-- About this task --
Revise the listing lines starting at the one containing "Task: every <instance>" and ending at the one containing "positive clicks: (12, 49)", replacing "rough mask" with "coarse mask" and keeping everything else unchanged. Give back only those lines.

-- Extracted data --

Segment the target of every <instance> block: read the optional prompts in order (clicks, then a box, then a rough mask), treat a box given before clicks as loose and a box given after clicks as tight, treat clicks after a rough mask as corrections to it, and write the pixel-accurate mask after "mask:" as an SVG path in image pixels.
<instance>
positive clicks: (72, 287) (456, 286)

---

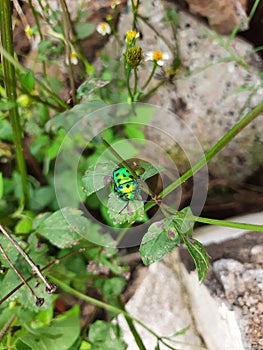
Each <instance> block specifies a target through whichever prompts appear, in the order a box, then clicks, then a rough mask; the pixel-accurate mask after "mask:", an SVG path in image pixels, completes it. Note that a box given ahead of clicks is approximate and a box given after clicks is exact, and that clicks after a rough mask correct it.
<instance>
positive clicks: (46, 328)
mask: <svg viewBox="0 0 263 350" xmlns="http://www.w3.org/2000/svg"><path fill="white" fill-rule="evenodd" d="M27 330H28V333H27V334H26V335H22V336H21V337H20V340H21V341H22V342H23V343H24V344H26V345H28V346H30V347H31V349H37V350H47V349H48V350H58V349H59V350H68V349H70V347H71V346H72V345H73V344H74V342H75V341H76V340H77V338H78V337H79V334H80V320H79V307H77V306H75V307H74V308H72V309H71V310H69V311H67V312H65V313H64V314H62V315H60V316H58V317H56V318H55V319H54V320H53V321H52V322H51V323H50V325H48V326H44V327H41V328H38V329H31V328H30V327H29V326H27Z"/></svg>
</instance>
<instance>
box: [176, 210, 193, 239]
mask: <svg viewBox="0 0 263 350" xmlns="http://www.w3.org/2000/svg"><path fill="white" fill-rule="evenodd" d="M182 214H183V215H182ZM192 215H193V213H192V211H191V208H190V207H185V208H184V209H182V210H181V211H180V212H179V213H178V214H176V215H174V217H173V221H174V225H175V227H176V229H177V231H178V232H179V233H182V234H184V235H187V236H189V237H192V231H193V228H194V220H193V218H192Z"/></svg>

--

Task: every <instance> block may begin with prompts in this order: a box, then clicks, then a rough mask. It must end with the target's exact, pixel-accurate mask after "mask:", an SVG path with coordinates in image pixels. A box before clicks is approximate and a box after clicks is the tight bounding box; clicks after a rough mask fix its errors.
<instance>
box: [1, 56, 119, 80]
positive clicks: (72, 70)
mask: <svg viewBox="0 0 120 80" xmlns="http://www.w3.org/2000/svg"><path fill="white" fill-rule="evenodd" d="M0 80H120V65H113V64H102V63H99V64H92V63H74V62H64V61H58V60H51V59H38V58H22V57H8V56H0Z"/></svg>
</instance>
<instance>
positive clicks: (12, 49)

-- Task solution --
Task: every <instance> block may begin with prompts in this order: a box, then clicks, then a coarse mask. It must end with the target's exact, pixel-accurate mask after "mask:", an SVG path with coordinates in image pixels. A box before clicks is approximate and a box after clicks is the tight bounding box; clicks after a coarse mask fix its errors.
<instance>
box: [1, 56, 119, 80]
positive clicks: (72, 70)
mask: <svg viewBox="0 0 120 80" xmlns="http://www.w3.org/2000/svg"><path fill="white" fill-rule="evenodd" d="M0 80H120V65H113V64H102V63H99V64H92V63H74V62H64V61H58V60H51V59H38V58H22V57H8V56H0Z"/></svg>
</instance>
<instance>
positive clicks: (12, 49)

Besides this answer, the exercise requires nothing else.